- YOUR OBJECTIVE -
Extract each line of the records below that contains the word "boxes".

- EXCERPTED DATA -
- - - - -

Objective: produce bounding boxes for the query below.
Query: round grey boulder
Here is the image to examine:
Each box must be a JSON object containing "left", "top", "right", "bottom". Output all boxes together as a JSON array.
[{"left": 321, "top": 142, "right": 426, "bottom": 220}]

- - - - -

- TASK RESPONSE -
Objective: produce bounding boxes for the query below.
Each box must be a JSON object containing "left", "top", "right", "bottom". Output all boxes together as a JSON array.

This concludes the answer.